Extract:

Planned Parenthood won another lawsuit in their fight to protect a woman’s right to control her own body.
Planned Parenthood won a major victory today in its ongoing court battle against South Dakota’s so-called “informed consent” law, which seeks to compel doctors to deliver ideological and medically inaccurate statements to their patients.
The South Dakota law – H.B. 1166, which was enacted in 2005 and challenged in court by Planned Parenthood – requires a doctor to tell a woman who is seeking an abortion that she faces an “increased risk of suicide ideation and suicide.”
“As the major medical organizations have found, and as the court agreed today, the scientific and medical evidence shows that women who choose abortion are not at increased risk for mental health problems,” said Sarah Stoesz, president and CEO of Planned Parenthood Minnesota, North Dakota, South Dakota. “This law just one of many reprehensible barriers that South Dakota lawmakers have attempted to place between women and their access to safe, legal, reproductive health care.”

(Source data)
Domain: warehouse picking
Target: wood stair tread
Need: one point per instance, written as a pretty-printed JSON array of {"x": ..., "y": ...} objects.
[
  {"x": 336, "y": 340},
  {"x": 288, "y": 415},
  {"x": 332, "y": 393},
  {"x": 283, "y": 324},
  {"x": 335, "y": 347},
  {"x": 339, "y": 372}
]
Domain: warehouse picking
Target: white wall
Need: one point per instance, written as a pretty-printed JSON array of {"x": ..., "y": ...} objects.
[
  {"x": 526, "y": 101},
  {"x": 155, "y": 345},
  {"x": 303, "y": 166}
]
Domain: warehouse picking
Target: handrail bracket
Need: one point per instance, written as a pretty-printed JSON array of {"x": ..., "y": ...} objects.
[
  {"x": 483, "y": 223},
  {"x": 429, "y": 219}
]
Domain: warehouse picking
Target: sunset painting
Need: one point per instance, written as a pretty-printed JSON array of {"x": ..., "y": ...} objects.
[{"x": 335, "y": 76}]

Work item A: List every U.S. state named in the article about the South Dakota lawsuit, giving each one once.
Work item B: Carry on the article about Planned Parenthood's challenge to South Dakota's "informed consent" law, beginning right after its final sentence.
You won't need the source data for any of this.

Task result A: South Dakota, Minnesota, North Dakota

Task result B:
The use of false medical arguments has been the backbone of anti-choice groups push to limit women’s rights. In Minnesota, MCCL pushed fake medicine in their effort to pass multiple laws blocking access to abortion services. Unfortunately, the vast majority of legislators have no medical or scientific background and swallowed their misconstrued science. Thankfully, Governor Dayton vetoed these bills.